***** SOURCE RECORDS *****
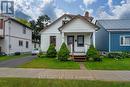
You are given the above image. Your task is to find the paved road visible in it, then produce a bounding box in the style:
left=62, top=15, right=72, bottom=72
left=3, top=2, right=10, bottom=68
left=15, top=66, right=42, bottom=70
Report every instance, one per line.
left=0, top=68, right=130, bottom=81
left=0, top=56, right=36, bottom=68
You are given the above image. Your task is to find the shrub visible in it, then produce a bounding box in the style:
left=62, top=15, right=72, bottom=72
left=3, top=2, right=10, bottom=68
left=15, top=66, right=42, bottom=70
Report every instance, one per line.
left=14, top=52, right=21, bottom=55
left=37, top=52, right=46, bottom=58
left=86, top=45, right=100, bottom=61
left=58, top=43, right=70, bottom=61
left=46, top=44, right=57, bottom=58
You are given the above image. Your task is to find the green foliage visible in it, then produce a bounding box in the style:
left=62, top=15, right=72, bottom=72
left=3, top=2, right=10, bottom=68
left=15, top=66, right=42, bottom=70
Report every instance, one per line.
left=86, top=45, right=100, bottom=61
left=46, top=44, right=57, bottom=58
left=58, top=43, right=70, bottom=61
left=16, top=18, right=31, bottom=27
*****
◆ **SHORT PROBLEM**: Please transcribe the listing above word for word, leaving the pictures out.

◆ **EXERCISE RESULT**:
You are given the above image. Your task is to find the paved road visible in it, then produce a bounding box in the style:
left=62, top=15, right=72, bottom=72
left=3, top=2, right=10, bottom=68
left=15, top=66, right=42, bottom=70
Report every instance, one per line.
left=0, top=68, right=130, bottom=81
left=0, top=56, right=36, bottom=68
You are given the above image. Your task is to find the shrub visible in it, then produce a bounding box in the style:
left=62, top=15, right=72, bottom=72
left=3, top=2, right=10, bottom=68
left=15, top=66, right=42, bottom=70
Report every instance, one per line.
left=14, top=52, right=21, bottom=55
left=37, top=52, right=46, bottom=58
left=86, top=45, right=100, bottom=61
left=58, top=43, right=70, bottom=61
left=46, top=44, right=57, bottom=58
You are given the above image. Your task is to find the green foliage visible in it, then produce a bounding box in the style:
left=62, top=15, right=72, bottom=72
left=3, top=2, right=10, bottom=68
left=15, top=66, right=42, bottom=70
Report every instance, one per line.
left=86, top=45, right=100, bottom=61
left=46, top=44, right=57, bottom=58
left=58, top=43, right=70, bottom=61
left=16, top=18, right=31, bottom=27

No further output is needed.